Those few lines describe something of unimaginable importance in the Judeo-Christian creed. Human beings do not exist by chance. We are not random and meaningless products of a chaotic system that need not have existed at all. We exist because of God’s love and that God is with us all the time. There is no truth about the universe is more important than that one. Someone once criticised my music choice of “He’s Got the Whole World in His Hands” on the grounds that as hymnody goes, it doesn’t say very much. On the contrary, I would argue, it says everything. God holds us. God is lovingly present to us, even in our darkest moments of despair, bringing meaning and hope.
We could spend our whole lives reflecting on the meaning of God’s love for us and God’s presence with us. And I hope you will! But where that reflection begins, it seems to me, is out of the sense that as a beloved creature of God our solitude (which is in some sense inescapable) is a solitude before God. It’s a “being alone before God” that we all have to experience at some point or other. And on that journey of solitude we learn to discover the joy of being in God’s love and of knowing, at a fundamental level, that we are loved and that we give joy to God. That is the insight of the contemplative self, that the journey that baptism sends each one of us on. Whether or not he embraced it immediately, it was the message of Jesus baptism too: “You are my son, the beloved; with you I am well pleased.” This is what Jesus needed to know at the beginning of his ministry.

Provided records.

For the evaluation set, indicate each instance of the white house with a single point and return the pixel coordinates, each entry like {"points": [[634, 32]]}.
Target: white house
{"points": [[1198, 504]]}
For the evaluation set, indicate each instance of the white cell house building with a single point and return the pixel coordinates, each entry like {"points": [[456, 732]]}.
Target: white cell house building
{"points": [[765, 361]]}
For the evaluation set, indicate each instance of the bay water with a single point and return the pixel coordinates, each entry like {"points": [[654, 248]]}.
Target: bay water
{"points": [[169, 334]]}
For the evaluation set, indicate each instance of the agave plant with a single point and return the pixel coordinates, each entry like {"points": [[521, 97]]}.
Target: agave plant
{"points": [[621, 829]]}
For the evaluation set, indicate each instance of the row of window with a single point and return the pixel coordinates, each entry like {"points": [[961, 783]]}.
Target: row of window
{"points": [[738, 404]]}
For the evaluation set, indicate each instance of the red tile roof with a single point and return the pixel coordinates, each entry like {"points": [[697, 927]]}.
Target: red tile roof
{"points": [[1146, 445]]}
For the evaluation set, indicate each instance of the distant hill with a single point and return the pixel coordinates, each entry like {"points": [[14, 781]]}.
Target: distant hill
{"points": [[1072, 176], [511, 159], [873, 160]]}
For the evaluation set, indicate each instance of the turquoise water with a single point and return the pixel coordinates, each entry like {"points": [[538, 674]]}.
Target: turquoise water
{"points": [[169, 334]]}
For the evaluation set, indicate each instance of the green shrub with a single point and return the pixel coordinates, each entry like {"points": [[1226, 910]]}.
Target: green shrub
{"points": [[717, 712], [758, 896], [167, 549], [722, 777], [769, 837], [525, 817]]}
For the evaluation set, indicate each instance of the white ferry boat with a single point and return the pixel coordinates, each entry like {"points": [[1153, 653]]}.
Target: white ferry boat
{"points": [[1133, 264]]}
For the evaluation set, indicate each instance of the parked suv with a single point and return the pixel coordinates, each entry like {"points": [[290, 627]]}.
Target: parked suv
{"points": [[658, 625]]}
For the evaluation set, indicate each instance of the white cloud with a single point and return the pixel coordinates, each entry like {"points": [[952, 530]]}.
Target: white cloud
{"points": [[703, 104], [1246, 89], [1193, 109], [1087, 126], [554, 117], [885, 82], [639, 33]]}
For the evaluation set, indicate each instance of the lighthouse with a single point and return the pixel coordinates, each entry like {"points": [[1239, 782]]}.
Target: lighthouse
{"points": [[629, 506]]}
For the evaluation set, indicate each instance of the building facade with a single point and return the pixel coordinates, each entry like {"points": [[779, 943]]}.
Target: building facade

What to work on.
1. Return the section of the passage on God's love from "Those few lines" to "meaning and hope.".
2. Write the next part of the passage on God's love, picking up right after its final sentence.
The entries have nothing to do with the passage on God's love.

Task results.
1.
Those few lines describe something of unimaginable importance in the Judeo-Christian creed. Human beings do not exist by chance. We are not random and meaningless products of a chaotic system that need not have existed at all. We exist because of God’s love and that God is with us all the time. There is no truth about the universe is more important than that one. Someone once criticised my music choice of “He’s Got the Whole World in His Hands” on the grounds that as hymnody goes, it doesn’t say very much. On the contrary, I would argue, it says everything. God holds us. God is lovingly present to us, even in our darkest moments of despair, bringing meaning and hope.

2.
But second, of course, we remember that baptism is entry into the Church and a calling to live as a community – indeed, as a family. In this passage from Isaiah God is not addressing an individual but a nation, a nation who have passed through the waters of the Red Sea because God was with them. Being a member of a church cannot immediately take away deep-seated feelings of loneliness. But what I am convinced that it ought to do is challenge a lot about the atomised lifestyle of Western contemporary culture. Ours is a society where people frequently feel that their sense of connection to others and responsibility for others stops at their front door. Most people feel no sense of connection with or responsibility for those who find themselves in circumstances of isolation. But baptism tells us that we do have just that connection and responsibility.
As a child I remember more than once my parents inviting almost total strangers to come and have Christmas lunch with my family because they had come church on Christmas morning and my parents discovered that they were going to spend the day alone. I am so grateful that as a child this seemed perfectly normal to me. But now I realise how counter-cultural it was and I’m in deep admiration of their commitment to the meaning of baptism.
But as baptised people we are also presented with the challenge when we feel lonely and isolated to reach out to others and ask how we can help ourselves by helping them. The author of the book I mentioned earlier has one overriding piece of advice for the seriously lonely and that is to help others through voluntary work or cook for acquaintances: “When you’re lonely you feel you could just eat other people,” he writes, “But the trick is to feed them.” Baptism calls us to be a social self.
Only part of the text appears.